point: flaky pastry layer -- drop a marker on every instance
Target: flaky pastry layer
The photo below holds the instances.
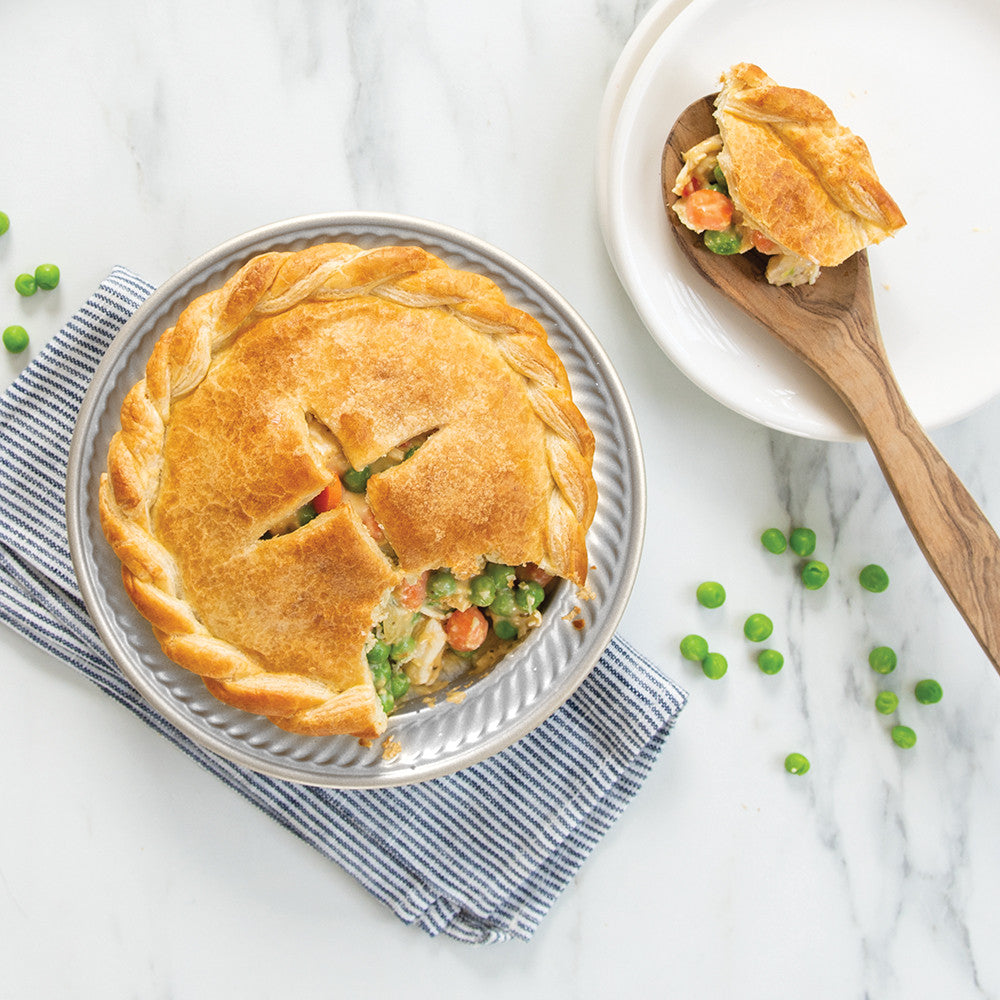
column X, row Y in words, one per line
column 299, row 362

__________________________________________________

> **Given problem**:
Print every line of the items above verbatim, omitting the pictures.

> **Final result**:
point: flaky pastry layer -- drop a marker on every instance
Target: flaky pastry layer
The photo below holds the instances.
column X, row Y in words, one per line
column 299, row 362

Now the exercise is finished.